Exercise set.
1 - In the judgment excerpt on the plaintiff's medical evidence, on what date did Dr Strauss examine the plaintiff?
2 - Extend the judgment excerpt on the plaintiff's medical evidence, picking up right after its final sentence.

Passage.
::::::::::
64        In a supplementary report dated 18 August 2011, Mr Carey was asked to comment on the various radiological studies and ultimately opined that the films showed a central – left disc protrusion at L4-5 with some extension down beyond the body of L5. In particular, he states that his interpretation of all of the imaging is that:

“… the pathology was at L4/5 evident in 2004 and has not changed significantly although the MRI of 2010 shows the disc protrusion in better detail.”[56]

[56]           See Exhibit 1 at page 32S DCB

65        In a supplementary report dated 22 September 2011, Mr Carey, on being supplied with the report from Professor Bittar, notes that seemingly he and Mr McNeill (the neurosurgeon at the Geelong Hospital) had a rather different set of examination findings than those obtained by Mr Bittar.

66        When examined on 25 November 2009, Dr Strauss accepted that the plaintiff was suffering from symptoms of anxiety and depression but did not believe that he had a diagnosable psychiatric illness. In particular, from a purely psychiatric point of view, Dr Strauss was of the opinion that the plaintiff was capable of all employment and there are no restrictions but there may be restrictions physically.

67        Dr Strauss did obtain a history from the plaintiff that he was “sacked” from his employment with the defendant after an argument with the manager. Furthermore, the plaintiff gave a history that he was unemployed for a year or two and then performed some factory work, after which he obtained a job as a taxi driver. Dr Strauss reports that the following history was given:

“… In fact he said he worked as a taxi driver off and on for two years up until this year and he said that several months ago he had argument with the man who owned the taxi he drove and he lost his taxi drivers license.
::::::::::
Exercise data.
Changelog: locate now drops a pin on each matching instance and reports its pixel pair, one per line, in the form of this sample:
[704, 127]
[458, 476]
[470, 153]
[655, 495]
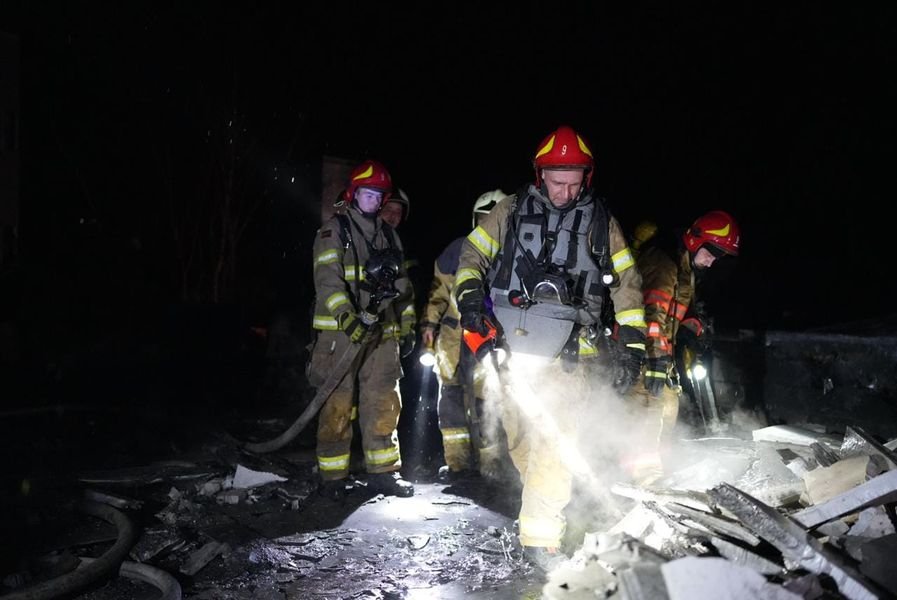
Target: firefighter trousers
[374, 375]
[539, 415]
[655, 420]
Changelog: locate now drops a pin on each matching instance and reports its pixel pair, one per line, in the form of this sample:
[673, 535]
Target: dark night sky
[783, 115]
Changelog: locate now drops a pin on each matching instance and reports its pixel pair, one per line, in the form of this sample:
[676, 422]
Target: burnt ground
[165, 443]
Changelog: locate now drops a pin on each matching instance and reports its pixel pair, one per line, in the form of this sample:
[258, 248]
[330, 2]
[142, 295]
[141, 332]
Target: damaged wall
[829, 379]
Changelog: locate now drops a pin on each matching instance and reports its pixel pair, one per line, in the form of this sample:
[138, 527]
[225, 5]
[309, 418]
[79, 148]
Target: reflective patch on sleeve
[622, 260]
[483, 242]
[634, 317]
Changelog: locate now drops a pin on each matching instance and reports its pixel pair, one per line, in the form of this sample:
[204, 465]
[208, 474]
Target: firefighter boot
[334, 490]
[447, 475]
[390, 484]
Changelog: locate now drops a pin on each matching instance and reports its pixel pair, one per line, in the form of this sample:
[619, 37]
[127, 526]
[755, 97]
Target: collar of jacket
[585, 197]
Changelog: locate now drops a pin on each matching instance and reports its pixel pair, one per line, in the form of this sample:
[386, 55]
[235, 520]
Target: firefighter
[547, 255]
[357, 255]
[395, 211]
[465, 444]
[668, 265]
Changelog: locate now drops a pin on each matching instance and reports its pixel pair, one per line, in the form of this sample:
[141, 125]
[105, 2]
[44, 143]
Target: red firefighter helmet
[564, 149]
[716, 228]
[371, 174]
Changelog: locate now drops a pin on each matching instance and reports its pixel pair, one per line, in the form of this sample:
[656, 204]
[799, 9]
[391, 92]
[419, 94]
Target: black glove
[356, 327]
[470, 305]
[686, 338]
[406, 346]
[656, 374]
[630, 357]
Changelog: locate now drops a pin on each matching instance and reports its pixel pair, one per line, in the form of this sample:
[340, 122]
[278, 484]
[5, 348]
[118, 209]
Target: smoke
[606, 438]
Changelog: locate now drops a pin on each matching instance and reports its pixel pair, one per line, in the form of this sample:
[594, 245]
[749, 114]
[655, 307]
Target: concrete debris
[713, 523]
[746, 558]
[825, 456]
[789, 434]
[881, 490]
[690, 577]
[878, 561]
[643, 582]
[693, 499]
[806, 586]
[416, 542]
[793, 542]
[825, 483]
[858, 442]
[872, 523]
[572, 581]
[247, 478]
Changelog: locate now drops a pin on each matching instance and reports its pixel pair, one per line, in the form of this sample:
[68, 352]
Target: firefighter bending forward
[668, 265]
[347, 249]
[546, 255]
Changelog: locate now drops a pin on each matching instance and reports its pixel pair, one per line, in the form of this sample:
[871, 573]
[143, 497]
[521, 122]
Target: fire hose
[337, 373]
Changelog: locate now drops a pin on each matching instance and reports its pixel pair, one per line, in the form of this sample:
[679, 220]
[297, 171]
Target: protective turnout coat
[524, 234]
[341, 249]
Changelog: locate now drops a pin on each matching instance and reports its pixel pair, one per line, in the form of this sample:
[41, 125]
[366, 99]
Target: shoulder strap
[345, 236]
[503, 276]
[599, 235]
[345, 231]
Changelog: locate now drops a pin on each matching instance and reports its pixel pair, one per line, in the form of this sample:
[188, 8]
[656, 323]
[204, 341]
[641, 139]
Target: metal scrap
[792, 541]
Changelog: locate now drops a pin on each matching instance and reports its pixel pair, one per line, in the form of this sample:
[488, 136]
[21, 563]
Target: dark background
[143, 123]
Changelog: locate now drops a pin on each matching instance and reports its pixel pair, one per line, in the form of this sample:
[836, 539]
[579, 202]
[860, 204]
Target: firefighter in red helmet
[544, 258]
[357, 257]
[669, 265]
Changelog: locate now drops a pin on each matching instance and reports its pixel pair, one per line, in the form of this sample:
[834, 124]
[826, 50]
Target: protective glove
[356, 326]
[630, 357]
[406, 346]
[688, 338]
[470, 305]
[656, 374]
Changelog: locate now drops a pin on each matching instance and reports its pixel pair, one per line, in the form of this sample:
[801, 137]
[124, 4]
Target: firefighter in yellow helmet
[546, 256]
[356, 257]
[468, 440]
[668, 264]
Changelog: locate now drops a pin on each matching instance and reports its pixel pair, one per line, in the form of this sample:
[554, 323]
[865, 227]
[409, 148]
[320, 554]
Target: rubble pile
::::::::::
Exercise results.
1 - 25 November 2009.

2 -
I asked him what the argument was about and he claimed that he swore over the radio and he swore at the man who owned the taxi and this caused a great deal of conflict.

I asked him whether he had coped as a taxi driver and he said that people were rude and cruel because of the colour of his skin but he did not state that there were any difficulties because of back pain. He said he simply felt uncomfortable at times driving a taxi and it is hard work and he said he would have kept going had he not lost his license.”[57]

[57]           See Exhibit 1 at page 28 DCB

68        The plaintiff did not accept that he gave a history to Dr Strauss in those terms.[58]

[58]           See generally T 105-107

Flexi Personnel Material

69        The plaintiff relies on a report from a Ms Kaye Angel, described as a human resources consultant with Flexi Personnel.[59]

[59]           See Exhibit C

70        Ms Angel interviewed the plaintiff on 25 May 2010. In her report, Ms Angel formed the view that the plaintiff had –

“… very limited prospects of finding suitable employment or being retrained into any alternative vocation, full time or part time, which would be economically self-sustaining.”[60]

[60]           See Exhibit C at page 49 PCB

The Cross-Examination of the Plaintiff

71        Under cross-examination, the plaintiff gave the following pertinent evidence:

• 

The plaintiff believed that he was “sacked” from the defendant in 2005 and in or about 2006 he commenced as a taxi driver after doing the initial course.

• 

He drove “off and on” for three years and over any particular week it depended on his back pain how many days he could work.

• 

He ceased driving taxis in about July or August 2009 and over the years from 2006 to 2009, he was working shorter hours because it was getting harder to drive. He ceased driving taxis because he was feeling “nervous when I take the Tramadol” and he was having arguments with people.[61]

• 

He drove the taxi for a taxi owner and the taxi owner paid the taxi company for the radio and the bookings and he would receive 50 per cent of the earnings.

• 

The plaintiff was shown records from the Taxi Directorate[62] setting out shift times of the plaintiff from 30 June 2006 to 4 August 2009.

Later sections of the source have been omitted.